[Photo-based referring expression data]
------------
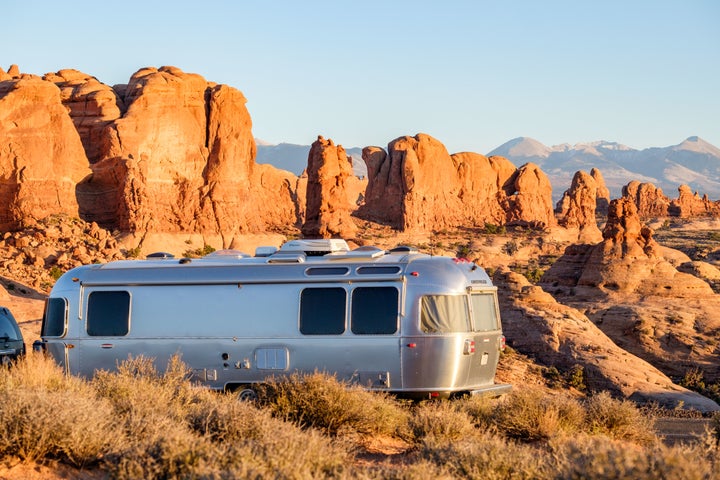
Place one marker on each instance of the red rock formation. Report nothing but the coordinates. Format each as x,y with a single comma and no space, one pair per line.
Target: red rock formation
628,260
530,203
649,200
577,207
557,335
327,209
93,106
181,159
417,185
689,204
603,193
41,156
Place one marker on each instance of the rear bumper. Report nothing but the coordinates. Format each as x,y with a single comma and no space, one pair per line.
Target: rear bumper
494,390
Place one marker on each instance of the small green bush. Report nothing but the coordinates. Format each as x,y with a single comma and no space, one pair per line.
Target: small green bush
319,400
440,420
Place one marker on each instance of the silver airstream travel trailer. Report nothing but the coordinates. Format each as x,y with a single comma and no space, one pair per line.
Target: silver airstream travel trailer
398,320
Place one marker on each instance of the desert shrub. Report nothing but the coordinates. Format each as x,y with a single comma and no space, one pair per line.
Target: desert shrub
531,415
486,456
440,420
600,457
492,229
619,419
321,401
480,409
46,415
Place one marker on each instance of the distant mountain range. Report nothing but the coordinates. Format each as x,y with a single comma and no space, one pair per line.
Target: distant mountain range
693,162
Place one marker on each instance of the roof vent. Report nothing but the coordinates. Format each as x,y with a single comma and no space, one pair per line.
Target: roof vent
226,253
160,256
404,249
265,251
317,247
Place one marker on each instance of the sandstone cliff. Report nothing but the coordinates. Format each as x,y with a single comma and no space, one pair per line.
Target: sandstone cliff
418,185
41,155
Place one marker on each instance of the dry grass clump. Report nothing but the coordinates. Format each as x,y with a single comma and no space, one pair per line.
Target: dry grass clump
321,401
531,415
178,430
440,422
486,456
46,414
619,419
139,423
600,457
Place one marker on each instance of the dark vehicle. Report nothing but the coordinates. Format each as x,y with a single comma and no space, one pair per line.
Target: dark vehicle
12,344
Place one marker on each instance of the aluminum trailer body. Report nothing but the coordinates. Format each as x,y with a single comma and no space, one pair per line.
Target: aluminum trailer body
398,321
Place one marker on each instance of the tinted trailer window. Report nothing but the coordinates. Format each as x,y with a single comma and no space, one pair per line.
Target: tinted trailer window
108,314
444,314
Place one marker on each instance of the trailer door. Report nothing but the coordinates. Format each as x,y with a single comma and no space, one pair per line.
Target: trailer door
487,332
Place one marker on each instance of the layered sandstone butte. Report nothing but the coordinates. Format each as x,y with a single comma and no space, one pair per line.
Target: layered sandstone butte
649,199
577,207
180,159
328,211
93,106
689,204
418,185
41,155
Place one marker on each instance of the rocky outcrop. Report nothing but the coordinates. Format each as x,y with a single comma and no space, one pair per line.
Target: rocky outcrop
577,208
328,211
418,185
530,203
689,205
556,335
602,193
627,287
93,106
649,200
41,155
181,159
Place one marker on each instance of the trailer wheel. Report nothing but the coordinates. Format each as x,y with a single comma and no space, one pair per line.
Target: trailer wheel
247,395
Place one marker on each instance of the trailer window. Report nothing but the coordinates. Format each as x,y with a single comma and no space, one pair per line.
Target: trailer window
374,310
322,311
108,314
54,318
485,315
444,314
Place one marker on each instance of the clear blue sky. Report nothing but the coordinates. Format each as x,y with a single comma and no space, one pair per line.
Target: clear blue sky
473,74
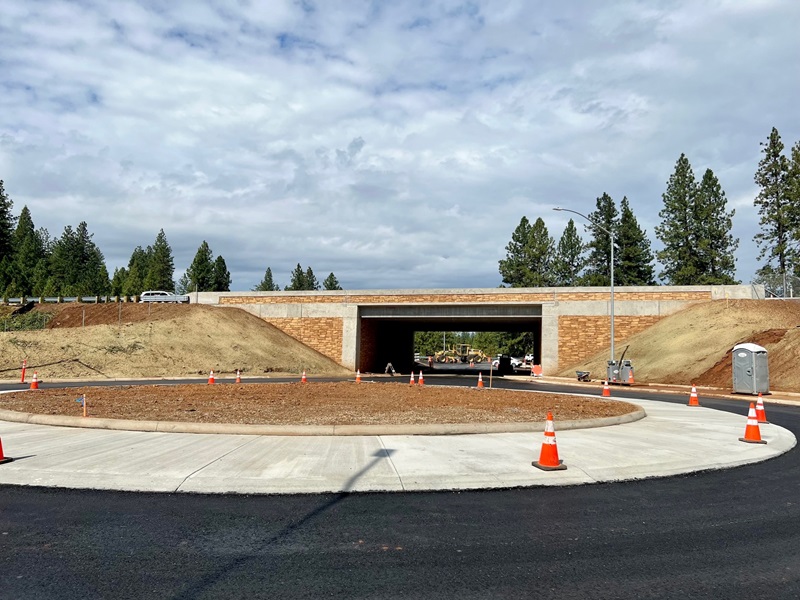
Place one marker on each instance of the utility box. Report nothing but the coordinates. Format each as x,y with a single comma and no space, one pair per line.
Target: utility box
625,372
750,369
612,372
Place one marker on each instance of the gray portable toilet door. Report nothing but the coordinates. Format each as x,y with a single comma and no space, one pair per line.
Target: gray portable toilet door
743,376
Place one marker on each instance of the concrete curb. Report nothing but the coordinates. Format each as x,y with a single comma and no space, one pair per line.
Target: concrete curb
312,430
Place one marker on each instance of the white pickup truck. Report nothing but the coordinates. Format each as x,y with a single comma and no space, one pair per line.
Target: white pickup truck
161,296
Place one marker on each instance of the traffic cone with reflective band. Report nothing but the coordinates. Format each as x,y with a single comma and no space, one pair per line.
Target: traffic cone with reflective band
693,399
4,458
752,434
761,414
548,457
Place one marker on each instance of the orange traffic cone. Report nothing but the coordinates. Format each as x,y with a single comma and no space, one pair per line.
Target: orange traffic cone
548,457
761,414
693,399
4,458
752,434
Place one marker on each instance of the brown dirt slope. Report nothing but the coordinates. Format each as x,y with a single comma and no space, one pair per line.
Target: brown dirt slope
163,340
694,345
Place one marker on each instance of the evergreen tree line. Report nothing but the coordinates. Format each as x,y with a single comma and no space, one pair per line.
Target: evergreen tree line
32,264
695,232
300,280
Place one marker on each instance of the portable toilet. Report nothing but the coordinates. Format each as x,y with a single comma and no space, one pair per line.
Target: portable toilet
750,369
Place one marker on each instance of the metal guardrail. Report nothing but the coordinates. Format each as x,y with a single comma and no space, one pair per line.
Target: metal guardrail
67,299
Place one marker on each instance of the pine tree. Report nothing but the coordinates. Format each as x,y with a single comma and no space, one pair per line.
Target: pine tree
297,280
161,265
778,218
200,274
602,221
222,277
528,256
138,266
633,259
267,284
77,265
118,281
793,191
678,228
311,281
714,244
331,283
7,223
29,251
569,259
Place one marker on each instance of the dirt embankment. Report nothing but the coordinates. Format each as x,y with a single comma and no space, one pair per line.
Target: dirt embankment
694,345
166,340
128,340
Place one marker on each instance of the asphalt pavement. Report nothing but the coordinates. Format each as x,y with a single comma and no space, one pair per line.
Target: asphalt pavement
669,439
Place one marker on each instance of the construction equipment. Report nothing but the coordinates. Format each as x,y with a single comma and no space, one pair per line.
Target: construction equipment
461,353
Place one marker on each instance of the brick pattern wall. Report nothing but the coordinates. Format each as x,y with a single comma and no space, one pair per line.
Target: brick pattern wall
580,337
522,297
323,335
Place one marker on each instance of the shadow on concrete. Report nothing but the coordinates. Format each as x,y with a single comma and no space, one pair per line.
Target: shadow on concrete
209,581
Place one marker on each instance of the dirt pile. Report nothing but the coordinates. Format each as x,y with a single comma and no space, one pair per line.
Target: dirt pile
694,345
155,340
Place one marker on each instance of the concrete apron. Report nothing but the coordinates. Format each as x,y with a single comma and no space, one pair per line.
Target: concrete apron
672,439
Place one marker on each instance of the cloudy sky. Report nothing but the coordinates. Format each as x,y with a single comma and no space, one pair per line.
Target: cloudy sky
395,144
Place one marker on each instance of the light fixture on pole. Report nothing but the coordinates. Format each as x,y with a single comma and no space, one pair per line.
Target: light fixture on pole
611,240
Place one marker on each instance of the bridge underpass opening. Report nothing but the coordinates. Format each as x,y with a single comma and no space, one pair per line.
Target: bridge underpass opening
386,333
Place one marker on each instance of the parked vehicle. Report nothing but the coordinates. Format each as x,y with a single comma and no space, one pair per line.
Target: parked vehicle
162,296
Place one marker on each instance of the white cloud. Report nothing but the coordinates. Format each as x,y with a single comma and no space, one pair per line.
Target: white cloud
397,144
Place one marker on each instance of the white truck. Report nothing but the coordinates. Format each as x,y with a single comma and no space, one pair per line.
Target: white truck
161,296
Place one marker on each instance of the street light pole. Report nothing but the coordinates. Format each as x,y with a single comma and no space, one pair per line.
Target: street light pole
611,238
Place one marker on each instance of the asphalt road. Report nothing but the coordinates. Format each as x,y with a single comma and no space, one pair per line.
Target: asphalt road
724,534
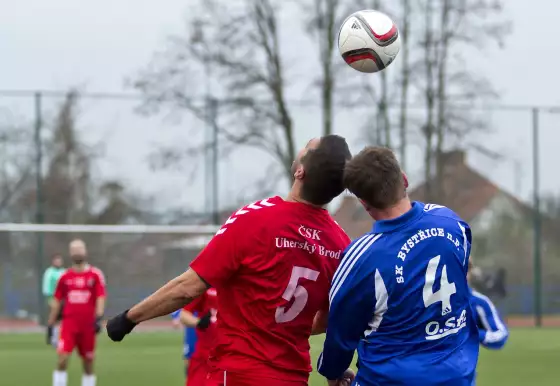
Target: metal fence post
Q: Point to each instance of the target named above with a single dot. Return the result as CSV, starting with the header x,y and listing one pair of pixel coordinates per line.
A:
x,y
39,209
536,223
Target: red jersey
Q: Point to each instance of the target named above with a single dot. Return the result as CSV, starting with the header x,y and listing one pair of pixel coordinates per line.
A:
x,y
272,263
79,291
205,338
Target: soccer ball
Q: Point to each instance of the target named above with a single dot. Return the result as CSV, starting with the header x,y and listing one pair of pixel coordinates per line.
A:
x,y
369,41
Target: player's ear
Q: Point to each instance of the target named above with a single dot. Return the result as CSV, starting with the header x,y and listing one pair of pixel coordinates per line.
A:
x,y
366,206
299,173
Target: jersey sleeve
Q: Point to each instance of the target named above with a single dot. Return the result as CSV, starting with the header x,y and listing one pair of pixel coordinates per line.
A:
x,y
100,291
494,333
196,305
47,286
221,258
467,241
353,298
60,289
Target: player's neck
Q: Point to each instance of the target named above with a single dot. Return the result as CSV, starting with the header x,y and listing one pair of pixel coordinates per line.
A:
x,y
294,196
79,267
392,212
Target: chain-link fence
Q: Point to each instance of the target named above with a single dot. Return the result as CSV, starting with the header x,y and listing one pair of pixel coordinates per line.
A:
x,y
511,152
134,265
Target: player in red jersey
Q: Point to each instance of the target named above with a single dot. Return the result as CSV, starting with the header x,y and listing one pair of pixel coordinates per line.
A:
x,y
207,306
272,263
82,288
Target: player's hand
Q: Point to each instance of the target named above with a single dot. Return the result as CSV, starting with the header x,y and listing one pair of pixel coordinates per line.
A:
x,y
346,379
205,321
49,335
119,326
97,324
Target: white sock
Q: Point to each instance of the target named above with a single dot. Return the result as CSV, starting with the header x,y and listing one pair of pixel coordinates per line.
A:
x,y
54,339
88,380
60,378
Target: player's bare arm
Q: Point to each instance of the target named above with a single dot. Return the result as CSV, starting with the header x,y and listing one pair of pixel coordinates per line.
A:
x,y
320,322
100,307
188,319
55,310
175,294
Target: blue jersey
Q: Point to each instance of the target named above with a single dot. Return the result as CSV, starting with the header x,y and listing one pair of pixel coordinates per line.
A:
x,y
400,297
492,331
189,338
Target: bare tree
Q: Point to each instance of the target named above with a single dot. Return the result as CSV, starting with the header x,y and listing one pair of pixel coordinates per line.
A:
x,y
323,20
450,26
16,163
236,48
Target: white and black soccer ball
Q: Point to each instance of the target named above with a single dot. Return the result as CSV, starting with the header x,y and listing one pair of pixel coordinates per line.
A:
x,y
369,41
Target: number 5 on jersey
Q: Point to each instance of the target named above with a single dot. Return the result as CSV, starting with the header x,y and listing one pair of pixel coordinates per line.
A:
x,y
446,289
297,292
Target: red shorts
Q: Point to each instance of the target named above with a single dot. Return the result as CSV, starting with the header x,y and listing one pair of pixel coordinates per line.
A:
x,y
222,378
76,336
197,372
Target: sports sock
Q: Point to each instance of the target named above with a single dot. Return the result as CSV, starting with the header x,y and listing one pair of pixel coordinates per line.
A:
x,y
60,378
88,380
54,338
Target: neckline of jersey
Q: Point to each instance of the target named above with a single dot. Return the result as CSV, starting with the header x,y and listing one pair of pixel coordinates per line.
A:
x,y
384,226
306,206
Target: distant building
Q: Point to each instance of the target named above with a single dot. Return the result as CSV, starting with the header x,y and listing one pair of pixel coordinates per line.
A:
x,y
474,197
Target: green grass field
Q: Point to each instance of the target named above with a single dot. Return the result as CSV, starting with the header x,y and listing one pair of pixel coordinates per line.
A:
x,y
531,357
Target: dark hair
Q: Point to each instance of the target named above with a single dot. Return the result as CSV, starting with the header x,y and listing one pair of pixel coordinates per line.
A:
x,y
324,170
375,177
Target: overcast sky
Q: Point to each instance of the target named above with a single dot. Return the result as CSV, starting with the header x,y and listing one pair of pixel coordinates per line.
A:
x,y
57,44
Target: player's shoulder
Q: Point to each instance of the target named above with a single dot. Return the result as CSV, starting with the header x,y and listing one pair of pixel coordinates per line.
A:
x,y
341,232
69,273
97,272
440,211
363,248
252,213
479,298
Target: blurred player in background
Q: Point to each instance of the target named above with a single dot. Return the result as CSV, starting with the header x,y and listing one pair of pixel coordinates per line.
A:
x,y
492,331
82,289
400,295
189,339
50,278
272,263
205,328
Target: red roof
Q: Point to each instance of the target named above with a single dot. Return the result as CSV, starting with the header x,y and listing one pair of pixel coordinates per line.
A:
x,y
465,191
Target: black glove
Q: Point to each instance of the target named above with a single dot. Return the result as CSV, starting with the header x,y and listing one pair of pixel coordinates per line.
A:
x,y
119,326
205,321
49,334
97,324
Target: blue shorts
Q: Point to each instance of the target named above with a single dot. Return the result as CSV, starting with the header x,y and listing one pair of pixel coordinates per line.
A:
x,y
189,342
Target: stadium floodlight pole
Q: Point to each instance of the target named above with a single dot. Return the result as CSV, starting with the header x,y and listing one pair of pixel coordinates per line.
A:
x,y
536,222
39,210
215,160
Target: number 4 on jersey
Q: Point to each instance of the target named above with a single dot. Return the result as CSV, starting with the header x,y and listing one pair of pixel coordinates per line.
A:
x,y
446,288
297,292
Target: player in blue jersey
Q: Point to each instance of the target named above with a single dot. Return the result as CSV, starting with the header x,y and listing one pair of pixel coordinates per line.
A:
x,y
400,295
492,331
189,340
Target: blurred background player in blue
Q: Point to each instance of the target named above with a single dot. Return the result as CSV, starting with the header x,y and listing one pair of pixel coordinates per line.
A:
x,y
492,331
189,339
400,295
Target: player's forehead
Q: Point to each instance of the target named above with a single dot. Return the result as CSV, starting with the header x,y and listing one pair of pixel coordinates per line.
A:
x,y
313,143
77,244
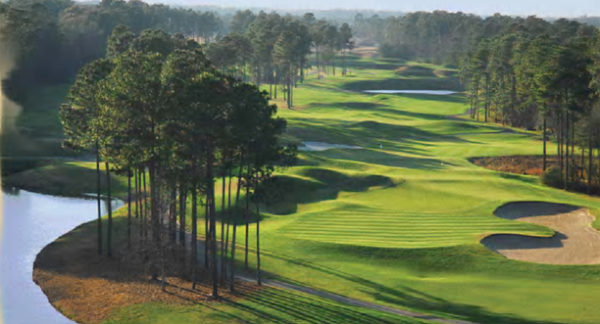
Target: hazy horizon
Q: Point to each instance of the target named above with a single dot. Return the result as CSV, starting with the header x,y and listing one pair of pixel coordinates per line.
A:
x,y
575,8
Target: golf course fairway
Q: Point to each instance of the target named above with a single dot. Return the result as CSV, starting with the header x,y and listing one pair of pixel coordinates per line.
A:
x,y
399,222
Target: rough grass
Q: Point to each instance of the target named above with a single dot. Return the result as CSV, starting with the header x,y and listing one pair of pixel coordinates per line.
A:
x,y
414,71
66,179
520,164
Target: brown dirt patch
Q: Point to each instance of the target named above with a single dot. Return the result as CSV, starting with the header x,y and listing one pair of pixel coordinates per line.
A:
x,y
575,241
88,288
519,164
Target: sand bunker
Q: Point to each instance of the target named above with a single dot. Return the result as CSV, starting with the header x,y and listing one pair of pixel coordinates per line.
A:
x,y
320,146
575,241
428,92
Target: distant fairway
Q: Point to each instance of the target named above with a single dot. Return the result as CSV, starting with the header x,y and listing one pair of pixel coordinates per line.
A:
x,y
399,222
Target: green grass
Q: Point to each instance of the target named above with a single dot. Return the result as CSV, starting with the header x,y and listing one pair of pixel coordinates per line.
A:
x,y
70,179
266,306
39,116
401,225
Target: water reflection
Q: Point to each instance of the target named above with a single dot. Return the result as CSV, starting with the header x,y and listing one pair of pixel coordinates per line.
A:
x,y
30,222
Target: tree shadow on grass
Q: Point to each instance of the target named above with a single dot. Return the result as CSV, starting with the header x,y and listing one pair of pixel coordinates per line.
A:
x,y
307,309
407,297
432,83
387,159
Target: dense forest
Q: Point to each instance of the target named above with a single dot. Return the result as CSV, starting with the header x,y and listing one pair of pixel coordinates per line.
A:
x,y
177,147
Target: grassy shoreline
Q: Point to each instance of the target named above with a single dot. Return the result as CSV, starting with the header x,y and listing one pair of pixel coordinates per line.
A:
x,y
414,245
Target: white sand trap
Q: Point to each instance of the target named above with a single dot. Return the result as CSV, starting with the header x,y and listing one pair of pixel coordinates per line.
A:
x,y
575,241
429,92
320,146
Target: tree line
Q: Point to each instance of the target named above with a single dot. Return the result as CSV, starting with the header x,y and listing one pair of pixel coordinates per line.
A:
x,y
158,112
543,76
273,49
55,38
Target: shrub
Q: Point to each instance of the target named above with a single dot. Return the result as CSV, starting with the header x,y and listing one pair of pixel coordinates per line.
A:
x,y
553,177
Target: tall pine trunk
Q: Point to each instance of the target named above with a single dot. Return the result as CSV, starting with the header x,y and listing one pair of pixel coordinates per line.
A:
x,y
194,238
173,214
247,219
129,175
258,279
182,210
109,205
567,133
99,198
590,161
545,145
213,225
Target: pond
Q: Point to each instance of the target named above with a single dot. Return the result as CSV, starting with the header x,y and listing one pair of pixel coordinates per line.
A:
x,y
320,146
29,222
426,92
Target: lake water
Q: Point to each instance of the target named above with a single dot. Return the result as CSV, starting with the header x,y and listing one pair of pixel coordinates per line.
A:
x,y
31,221
427,92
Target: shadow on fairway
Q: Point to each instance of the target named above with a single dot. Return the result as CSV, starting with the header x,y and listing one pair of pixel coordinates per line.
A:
x,y
406,297
305,309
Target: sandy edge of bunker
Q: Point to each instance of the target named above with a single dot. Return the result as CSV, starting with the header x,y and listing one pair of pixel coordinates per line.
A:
x,y
574,241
------------
In the answer, repeat exactly the lines from the top of the entries above through the line with "Place one marker on each instance of the rear", and leave pictures out of it.

Place one marker on each instance of the red rock formation. Report nothing but the coordinates. Format each as x,y with a single comma and no space, one pair per line.
Target: red rock formation
628,260
530,203
649,200
577,207
557,335
327,209
93,106
181,159
417,185
689,204
603,193
41,156
Place one marker on each instance of the rear bumper. Report nothing but the coordinates. Format each as x,y with a single comma and no space, one pair per line.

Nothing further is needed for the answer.